## Short problem A
Could you transcribe the post below on Natasha Trethewey being named poet laureate, copying the whole of it with no changes?

## Source document

^^^^

African American Studies at Beinecke Library

Beinecke Fellow Named Poet Laureate

Posted in African American Studies at Yale, announcements, Beinecke Collections by beineckepoetry on June 7, 2012

Congratulations to 2009 James Weldon Johnson Memorial Fellow Natasha Trethewey, the next Poet Laureate of the United States.

New Laureate Looks Deep Into Memory
By CHARLES McGRATH — Published in the New York Times: June 6, 2012

Selected Poems by Natasha Trethewey(June 7, 2012)

Image Credit: John Amis for The New York Times

The Library of Congress is to announce Thursday that the next poet laureate is Natasha Trethewey, the Pulitzer Prize-winning author of three collections and a professor of creative writing at Emory University in Atlanta. Ms. Trethewey, 46, was born in Gulfport, Miss., and is the first Southerner to hold the post since Robert Penn Warren, the original laureate, and the first African-American since Rita Dove in 1993.

“I’m still a little in disbelief,” Ms. Trethewey said on Monday.

Unlike the recent laureates W. S. Merwin and her immediate predecessor, Philip Levine, both in their 80s when appointed, Ms. Trethewey, who will officially take up her duties in September, is still in midcareer and not well-known outside poetry circles. Her work combines free verse with more traditional forms like the sonnet and the villanelle to explore memory and the racial legacy of America. Her fourth collection, “Thrall,” is scheduled to appear in the fall. She is also the author of a 2010 nonfiction book, “Beyond Katrina: A Meditation on the Mississippi Gulf Coast.”

“The appointment of Natasha Trethewey is a very welcome event,” said Dana Gioia, a former chairman of the National Endowment for the Arts and an early admirer of her work. “She writes out of the complicated history of the region, and even from her own complicated history.” In a phone interview explaining his choice James Billington, the librarian of Congress, said: “We’re not necessarily on some kick to find a younger poet. The more I read of it, American poetry seems extremely rich in diversity, talent and freedom of expression, and she has a voice that is already original and accomplished. I have an affinity for American individuals who are absolutely unique, and I think that this is one.”

^^^^

## Given data

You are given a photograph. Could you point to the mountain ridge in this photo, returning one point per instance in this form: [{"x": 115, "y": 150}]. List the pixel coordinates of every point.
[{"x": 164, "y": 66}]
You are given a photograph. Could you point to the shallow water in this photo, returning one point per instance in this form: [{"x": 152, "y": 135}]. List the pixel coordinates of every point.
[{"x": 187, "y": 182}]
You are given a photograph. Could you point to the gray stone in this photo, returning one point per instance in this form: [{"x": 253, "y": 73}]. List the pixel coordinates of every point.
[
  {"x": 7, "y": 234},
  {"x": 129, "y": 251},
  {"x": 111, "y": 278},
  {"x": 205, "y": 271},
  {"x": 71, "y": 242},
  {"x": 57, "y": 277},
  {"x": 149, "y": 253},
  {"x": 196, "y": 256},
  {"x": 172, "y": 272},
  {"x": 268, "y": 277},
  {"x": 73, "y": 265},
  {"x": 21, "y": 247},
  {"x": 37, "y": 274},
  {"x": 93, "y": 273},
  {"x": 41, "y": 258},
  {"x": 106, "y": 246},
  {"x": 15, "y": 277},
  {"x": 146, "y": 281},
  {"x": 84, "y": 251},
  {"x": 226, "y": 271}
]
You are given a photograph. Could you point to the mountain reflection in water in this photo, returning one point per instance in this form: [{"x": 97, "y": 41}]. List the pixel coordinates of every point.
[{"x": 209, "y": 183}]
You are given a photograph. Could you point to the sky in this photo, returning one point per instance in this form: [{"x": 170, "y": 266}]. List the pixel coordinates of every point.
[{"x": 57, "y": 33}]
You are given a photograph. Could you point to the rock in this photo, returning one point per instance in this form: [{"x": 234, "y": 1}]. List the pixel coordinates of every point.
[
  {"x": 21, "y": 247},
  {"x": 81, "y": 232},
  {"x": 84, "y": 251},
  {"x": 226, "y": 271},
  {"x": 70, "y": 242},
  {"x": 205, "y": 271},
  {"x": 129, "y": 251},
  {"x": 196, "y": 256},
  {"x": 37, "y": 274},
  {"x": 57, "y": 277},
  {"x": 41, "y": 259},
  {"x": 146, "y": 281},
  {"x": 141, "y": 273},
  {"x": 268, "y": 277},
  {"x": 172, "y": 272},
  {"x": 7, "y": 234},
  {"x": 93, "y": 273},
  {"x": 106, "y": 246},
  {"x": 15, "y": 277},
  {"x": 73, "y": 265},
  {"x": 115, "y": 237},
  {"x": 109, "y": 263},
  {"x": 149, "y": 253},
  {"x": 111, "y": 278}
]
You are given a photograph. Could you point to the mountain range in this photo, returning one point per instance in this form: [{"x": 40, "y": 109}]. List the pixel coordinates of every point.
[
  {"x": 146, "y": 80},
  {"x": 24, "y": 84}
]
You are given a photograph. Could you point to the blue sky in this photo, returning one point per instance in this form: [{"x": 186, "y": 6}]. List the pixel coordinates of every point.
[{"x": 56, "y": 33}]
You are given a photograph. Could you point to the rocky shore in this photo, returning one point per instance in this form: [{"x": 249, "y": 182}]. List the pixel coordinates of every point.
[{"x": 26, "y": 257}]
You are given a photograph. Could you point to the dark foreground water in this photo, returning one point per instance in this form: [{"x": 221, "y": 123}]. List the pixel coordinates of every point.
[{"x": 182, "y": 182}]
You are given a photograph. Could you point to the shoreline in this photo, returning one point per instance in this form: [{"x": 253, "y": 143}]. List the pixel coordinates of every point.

^^^^

## Short problem B
Could you restate word for word everything in the records above, from the line containing "You are given a photograph. Could you point to the sky" down through the last line of the records, with both of those lines included?

## Complete response A
African American Studies at Beinecke Library

Beinecke Fellow Named Poet Laureate

Posted in African American Studies at Yale, announcements, Beinecke Collections by beineckepoetry on June 7, 2012

Congratulations to 2009 James Weldon Johnson Memorial Fellow Natasha Trethewey, the next Poet Laureate of the United States.

New Laureate Looks Deep Into Memory
By CHARLES McGRATH — Published in the New York Times: June 6, 2012

Selected Poems by Natasha Trethewey(June 7, 2012)

Image Credit: John Amis for The New York Times

The Library of Congress is to announce Thursday that the next poet laureate is Natasha Trethewey, the Pulitzer Prize-winning author of three collections and a professor of creative writing at Emory University in Atlanta. Ms. Trethewey, 46, was born in Gulfport, Miss., and is the first Southerner to hold the post since Robert Penn Warren, the original laureate, and the first African-American since Rita Dove in 1993.

“I’m still a little in disbelief,” Ms. Trethewey said on Monday.

Unlike the recent laureates W. S. Merwin and her immediate predecessor, Philip Levine, both in their 80s when appointed, Ms. Trethewey, who will officially take up her duties in September, is still in midcareer and not well-known outside poetry circles. Her work combines free verse with more traditional forms like the sonnet and the villanelle to explore memory and the racial legacy of America. Her fourth collection, “Thrall,” is scheduled to appear in the fall. She is also the author of a 2010 nonfiction book, “Beyond Katrina: A Meditation on the Mississippi Gulf Coast.”

“The appointment of Natasha Trethewey is a very welcome event,” said Dana Gioia, a former chairman of the National Endowment for the Arts and an early admirer of her work. “She writes out of the complicated history of the region, and even from her own complicated history.” In a phone interview explaining his choice James Billington, the librarian of Congress, said: “We’re not necessarily on some kick to find a younger poet. The more I read of it, American poetry seems extremely rich in diversity, talent and freedom of expression, and she has a voice that is already original and accomplished. I have an affinity for American individuals who are absolutely unique, and I think that this is one.”

## Complete response B
You are given a photograph. Could you point to the sky in this photo, returning one point per instance in this form: [{"x": 170, "y": 266}]. List the pixel coordinates of every point.
[{"x": 57, "y": 33}]
You are given a photograph. Could you point to the rock in this photo, returning one point per instance in this form: [{"x": 234, "y": 1}]. List the pixel coordinates of every point.
[
  {"x": 21, "y": 247},
  {"x": 81, "y": 232},
  {"x": 84, "y": 251},
  {"x": 226, "y": 271},
  {"x": 70, "y": 242},
  {"x": 205, "y": 271},
  {"x": 129, "y": 251},
  {"x": 196, "y": 256},
  {"x": 37, "y": 274},
  {"x": 57, "y": 277},
  {"x": 41, "y": 259},
  {"x": 146, "y": 281},
  {"x": 141, "y": 273},
  {"x": 268, "y": 277},
  {"x": 172, "y": 272},
  {"x": 7, "y": 234},
  {"x": 93, "y": 273},
  {"x": 106, "y": 246},
  {"x": 15, "y": 277},
  {"x": 73, "y": 265},
  {"x": 115, "y": 237},
  {"x": 109, "y": 263},
  {"x": 149, "y": 253},
  {"x": 111, "y": 278}
]
You are given a photograph. Could you point to the mountain range in this photo, returning one point per instance in this form: [{"x": 40, "y": 109}]. List the pixel coordinates of every point.
[
  {"x": 146, "y": 80},
  {"x": 24, "y": 84}
]
You are given a photograph. Could you point to the blue sky in this photo, returning one point per instance in this form: [{"x": 186, "y": 6}]. List the pixel coordinates of every point.
[{"x": 56, "y": 33}]
You are given a photograph. Could you point to the rocky shore in this photo, returning one point per instance in this form: [{"x": 249, "y": 182}]. List the pixel coordinates of every point.
[{"x": 26, "y": 257}]
You are given a photograph. Could you point to the dark foreground water in this photo, returning one point per instance in this form: [{"x": 221, "y": 123}]. List the pixel coordinates of every point.
[{"x": 182, "y": 182}]
You are given a photograph. Could you point to the shoreline in this photo, returning one point per instance in this form: [{"x": 253, "y": 143}]. List the pixel coordinates of every point.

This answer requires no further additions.